TRY IT:
Report each line of the data that includes the word "suit".

DATA SHOWN:
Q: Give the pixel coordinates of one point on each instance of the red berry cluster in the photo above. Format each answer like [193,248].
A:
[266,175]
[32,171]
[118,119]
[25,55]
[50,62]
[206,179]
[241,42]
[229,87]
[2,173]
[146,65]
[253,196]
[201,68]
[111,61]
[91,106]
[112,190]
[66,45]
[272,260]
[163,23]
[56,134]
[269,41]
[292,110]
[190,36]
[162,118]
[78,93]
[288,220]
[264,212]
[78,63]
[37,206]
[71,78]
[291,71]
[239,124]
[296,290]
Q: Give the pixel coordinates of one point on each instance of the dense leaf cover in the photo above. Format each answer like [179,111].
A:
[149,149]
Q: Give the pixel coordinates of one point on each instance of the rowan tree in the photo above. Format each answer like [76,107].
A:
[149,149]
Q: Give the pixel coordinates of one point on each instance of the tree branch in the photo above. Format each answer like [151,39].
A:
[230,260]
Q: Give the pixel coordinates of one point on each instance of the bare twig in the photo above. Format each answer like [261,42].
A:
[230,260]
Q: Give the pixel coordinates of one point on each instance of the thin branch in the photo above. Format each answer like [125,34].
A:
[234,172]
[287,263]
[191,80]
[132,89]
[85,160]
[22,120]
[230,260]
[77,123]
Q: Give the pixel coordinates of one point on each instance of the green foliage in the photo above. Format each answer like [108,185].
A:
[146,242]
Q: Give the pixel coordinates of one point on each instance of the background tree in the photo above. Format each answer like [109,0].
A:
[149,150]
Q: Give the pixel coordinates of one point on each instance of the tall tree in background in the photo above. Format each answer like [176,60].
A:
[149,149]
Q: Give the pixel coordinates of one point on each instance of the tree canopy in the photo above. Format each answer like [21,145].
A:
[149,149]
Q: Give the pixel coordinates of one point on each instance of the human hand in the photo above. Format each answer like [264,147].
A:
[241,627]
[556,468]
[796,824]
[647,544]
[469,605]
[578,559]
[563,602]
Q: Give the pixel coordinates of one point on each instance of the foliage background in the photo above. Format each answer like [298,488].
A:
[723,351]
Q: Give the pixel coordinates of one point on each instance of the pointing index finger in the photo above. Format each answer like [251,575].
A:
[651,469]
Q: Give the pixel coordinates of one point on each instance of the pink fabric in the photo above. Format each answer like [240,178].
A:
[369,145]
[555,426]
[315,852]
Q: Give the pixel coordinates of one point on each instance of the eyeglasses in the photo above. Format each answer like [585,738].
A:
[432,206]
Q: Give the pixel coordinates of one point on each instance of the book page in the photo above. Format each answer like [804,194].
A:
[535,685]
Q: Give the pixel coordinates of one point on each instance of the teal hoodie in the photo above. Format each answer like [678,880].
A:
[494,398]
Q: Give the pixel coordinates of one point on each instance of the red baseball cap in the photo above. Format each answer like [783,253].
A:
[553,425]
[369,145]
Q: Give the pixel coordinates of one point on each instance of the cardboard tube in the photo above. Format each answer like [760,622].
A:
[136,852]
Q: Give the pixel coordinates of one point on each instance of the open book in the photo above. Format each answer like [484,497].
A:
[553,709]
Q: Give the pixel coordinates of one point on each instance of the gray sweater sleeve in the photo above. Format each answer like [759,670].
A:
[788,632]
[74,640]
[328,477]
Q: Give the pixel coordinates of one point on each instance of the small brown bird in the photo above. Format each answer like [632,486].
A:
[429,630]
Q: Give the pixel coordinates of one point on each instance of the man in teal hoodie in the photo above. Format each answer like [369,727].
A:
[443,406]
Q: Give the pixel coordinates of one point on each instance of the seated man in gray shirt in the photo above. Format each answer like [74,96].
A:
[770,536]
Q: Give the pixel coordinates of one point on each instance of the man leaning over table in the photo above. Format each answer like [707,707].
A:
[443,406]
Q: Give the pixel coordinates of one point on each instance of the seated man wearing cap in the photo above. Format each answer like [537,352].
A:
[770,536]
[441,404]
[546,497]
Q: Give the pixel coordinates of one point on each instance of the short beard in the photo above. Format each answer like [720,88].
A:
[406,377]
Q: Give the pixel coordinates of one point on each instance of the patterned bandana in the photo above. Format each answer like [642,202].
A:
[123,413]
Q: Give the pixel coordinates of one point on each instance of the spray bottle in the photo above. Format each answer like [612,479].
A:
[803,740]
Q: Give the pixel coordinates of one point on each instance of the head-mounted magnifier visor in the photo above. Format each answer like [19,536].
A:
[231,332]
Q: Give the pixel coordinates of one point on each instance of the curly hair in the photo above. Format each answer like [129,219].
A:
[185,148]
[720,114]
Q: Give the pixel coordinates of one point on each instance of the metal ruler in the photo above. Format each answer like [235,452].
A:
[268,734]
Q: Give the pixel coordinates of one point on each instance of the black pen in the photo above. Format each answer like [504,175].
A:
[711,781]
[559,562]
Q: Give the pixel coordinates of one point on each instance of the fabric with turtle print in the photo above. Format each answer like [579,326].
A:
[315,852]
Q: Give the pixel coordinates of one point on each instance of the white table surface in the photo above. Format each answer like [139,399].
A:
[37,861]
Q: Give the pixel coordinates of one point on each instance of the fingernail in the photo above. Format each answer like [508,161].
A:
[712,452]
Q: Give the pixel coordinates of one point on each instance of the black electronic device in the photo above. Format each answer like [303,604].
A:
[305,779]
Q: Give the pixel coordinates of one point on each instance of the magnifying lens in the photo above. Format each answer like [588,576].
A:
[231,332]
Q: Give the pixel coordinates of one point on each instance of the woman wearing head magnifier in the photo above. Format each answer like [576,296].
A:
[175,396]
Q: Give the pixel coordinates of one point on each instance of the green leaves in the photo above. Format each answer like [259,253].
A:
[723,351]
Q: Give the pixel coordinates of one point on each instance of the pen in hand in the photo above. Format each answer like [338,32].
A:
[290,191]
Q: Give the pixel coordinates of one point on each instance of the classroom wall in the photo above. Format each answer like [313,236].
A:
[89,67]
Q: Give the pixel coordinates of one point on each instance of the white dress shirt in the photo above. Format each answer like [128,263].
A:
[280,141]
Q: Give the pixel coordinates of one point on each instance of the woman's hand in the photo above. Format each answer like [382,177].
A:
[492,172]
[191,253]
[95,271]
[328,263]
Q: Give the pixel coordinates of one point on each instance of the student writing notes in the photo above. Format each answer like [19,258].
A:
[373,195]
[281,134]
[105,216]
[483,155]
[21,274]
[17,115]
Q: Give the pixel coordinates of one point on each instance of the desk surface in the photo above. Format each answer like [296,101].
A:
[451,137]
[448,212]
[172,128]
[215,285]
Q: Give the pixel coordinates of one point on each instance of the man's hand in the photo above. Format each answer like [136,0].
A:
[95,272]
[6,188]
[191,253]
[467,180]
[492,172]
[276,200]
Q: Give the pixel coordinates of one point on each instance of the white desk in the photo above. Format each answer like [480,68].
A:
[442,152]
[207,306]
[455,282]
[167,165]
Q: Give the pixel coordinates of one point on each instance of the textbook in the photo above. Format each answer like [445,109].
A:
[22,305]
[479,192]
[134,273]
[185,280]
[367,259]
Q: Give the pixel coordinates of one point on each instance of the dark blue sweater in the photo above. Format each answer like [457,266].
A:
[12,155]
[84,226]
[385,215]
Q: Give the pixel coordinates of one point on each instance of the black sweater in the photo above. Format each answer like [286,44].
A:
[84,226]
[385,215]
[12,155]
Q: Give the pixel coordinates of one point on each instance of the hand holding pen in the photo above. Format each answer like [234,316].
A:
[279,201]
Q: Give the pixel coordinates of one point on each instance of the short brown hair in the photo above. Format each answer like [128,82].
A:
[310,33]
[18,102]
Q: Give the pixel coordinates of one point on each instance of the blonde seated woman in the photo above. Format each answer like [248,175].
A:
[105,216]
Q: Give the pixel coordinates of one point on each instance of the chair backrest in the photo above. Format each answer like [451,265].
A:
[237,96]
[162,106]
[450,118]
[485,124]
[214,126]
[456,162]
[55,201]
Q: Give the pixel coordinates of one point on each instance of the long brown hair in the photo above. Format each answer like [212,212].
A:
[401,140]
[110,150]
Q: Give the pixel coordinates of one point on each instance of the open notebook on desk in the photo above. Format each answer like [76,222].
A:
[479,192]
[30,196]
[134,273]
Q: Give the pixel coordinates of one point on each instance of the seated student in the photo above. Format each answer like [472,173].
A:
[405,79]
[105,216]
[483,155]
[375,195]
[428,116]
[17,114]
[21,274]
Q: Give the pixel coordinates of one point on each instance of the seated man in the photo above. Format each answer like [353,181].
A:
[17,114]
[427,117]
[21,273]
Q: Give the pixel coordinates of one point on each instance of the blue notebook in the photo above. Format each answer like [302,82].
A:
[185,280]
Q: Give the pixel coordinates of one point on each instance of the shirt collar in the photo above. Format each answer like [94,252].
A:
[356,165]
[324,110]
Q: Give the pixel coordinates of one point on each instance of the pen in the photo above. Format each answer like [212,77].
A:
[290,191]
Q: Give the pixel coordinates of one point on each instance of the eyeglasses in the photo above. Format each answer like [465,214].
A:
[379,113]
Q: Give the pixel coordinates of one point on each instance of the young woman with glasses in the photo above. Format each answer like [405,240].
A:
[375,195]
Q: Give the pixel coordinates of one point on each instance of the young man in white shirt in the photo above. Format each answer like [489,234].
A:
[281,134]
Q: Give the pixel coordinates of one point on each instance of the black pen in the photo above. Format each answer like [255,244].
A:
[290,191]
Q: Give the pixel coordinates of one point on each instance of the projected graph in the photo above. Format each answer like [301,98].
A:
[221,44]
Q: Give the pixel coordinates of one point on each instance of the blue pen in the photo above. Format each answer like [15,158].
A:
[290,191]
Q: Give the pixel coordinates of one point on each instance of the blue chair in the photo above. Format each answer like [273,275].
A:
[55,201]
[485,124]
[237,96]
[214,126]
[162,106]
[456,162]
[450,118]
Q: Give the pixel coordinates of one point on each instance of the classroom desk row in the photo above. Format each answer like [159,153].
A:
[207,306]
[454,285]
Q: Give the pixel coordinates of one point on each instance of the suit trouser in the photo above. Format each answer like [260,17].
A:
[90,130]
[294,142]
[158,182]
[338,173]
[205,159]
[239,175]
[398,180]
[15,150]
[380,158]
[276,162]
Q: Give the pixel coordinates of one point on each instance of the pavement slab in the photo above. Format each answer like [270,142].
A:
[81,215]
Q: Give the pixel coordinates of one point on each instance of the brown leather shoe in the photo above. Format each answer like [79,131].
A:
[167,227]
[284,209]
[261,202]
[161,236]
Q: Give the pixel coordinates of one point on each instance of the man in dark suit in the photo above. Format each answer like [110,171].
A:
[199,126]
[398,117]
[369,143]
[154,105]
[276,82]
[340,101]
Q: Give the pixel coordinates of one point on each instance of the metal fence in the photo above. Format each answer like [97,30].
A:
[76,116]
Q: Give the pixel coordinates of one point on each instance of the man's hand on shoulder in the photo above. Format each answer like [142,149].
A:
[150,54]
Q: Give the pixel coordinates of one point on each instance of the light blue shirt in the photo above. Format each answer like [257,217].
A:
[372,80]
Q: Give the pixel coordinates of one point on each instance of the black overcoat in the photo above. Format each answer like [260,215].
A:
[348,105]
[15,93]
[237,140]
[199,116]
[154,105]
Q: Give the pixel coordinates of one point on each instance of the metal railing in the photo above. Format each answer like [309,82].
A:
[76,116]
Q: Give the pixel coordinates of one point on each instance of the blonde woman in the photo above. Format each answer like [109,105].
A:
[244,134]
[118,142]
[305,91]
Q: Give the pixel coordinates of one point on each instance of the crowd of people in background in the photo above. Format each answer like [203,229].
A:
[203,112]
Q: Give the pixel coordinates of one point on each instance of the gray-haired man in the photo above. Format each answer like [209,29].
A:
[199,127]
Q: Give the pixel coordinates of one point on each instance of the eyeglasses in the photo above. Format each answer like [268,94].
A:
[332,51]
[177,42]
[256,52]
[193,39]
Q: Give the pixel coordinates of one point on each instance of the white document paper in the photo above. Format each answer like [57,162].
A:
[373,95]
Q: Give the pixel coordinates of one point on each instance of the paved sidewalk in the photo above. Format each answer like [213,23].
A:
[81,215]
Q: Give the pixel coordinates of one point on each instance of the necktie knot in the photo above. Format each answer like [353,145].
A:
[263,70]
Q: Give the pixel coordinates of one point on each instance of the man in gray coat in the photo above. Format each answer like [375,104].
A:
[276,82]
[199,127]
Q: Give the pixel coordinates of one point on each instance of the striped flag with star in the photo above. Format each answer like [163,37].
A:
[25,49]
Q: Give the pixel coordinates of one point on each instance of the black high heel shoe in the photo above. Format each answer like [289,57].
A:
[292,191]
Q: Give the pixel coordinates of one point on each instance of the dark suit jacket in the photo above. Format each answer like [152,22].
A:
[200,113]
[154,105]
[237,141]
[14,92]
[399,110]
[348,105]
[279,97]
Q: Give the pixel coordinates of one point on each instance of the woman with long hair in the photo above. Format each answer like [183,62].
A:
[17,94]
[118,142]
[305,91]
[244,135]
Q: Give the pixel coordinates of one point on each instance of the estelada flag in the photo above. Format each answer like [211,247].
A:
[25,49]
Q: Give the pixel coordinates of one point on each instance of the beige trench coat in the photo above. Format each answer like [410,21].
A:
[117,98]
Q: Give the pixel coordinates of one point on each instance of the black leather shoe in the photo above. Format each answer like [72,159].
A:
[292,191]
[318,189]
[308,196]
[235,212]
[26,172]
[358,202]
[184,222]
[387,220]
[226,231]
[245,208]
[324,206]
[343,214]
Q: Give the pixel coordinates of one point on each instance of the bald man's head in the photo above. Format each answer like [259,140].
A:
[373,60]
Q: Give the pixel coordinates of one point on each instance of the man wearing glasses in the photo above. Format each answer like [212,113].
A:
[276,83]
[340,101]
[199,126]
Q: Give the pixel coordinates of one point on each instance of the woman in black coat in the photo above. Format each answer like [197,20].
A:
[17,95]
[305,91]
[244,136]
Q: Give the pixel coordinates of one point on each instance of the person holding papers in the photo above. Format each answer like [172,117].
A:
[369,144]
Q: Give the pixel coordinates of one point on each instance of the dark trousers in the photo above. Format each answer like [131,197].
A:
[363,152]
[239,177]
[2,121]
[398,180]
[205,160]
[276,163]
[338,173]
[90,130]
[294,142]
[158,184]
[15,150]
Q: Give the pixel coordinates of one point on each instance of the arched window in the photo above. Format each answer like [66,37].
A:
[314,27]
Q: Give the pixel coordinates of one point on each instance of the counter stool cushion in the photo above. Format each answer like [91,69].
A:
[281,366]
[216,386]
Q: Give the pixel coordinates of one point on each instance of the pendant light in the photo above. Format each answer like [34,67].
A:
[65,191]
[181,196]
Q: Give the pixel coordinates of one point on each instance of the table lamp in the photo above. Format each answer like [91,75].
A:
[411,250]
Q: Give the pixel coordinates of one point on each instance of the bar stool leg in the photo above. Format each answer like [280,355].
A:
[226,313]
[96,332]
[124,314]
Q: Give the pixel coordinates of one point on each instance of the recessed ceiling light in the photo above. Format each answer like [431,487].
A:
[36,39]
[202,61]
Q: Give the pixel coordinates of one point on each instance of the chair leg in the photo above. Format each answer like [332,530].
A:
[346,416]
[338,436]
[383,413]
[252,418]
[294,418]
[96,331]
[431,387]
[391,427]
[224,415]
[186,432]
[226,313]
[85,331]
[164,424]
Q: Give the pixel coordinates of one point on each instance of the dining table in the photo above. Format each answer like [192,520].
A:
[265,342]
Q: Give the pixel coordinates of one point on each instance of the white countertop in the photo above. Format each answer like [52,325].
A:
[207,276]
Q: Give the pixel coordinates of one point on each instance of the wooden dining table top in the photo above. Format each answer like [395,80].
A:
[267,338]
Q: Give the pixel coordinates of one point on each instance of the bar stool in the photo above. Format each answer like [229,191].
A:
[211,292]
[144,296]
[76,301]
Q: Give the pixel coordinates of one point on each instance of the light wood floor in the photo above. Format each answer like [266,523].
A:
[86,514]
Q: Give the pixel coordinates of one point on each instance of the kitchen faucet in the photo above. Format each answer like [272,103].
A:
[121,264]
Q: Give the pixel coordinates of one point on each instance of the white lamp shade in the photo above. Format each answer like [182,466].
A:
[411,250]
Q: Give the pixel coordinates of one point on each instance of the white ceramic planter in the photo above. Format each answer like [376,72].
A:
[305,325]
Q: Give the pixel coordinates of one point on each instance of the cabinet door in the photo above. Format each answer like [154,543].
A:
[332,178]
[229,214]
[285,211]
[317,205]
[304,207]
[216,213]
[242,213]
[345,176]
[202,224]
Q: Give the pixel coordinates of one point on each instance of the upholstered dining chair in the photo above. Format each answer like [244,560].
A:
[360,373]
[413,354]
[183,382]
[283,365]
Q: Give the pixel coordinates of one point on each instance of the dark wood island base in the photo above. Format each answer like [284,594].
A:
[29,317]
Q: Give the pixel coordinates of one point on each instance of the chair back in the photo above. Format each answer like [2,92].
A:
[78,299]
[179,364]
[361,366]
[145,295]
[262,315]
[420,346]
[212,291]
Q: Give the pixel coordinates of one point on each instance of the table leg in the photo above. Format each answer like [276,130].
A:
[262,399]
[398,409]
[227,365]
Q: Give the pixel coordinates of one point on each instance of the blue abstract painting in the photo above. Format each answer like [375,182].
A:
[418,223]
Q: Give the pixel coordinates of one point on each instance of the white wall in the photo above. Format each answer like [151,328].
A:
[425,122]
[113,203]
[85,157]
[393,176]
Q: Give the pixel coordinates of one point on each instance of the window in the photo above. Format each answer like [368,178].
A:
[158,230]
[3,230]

WRITTEN REPLY:
Q: Give the pixel coordinates of one point on each instance of the suit trouser in the photo above. Format each answer like [260,17].
Q: Give the pixel coordinates of one point on each instance of the man in dark suit in the photo above. Format each answer like [110,171].
Q: Give the pixel coordinates of one point on each instance of the dark suit jacket in the photo above. Format each answer like [152,22].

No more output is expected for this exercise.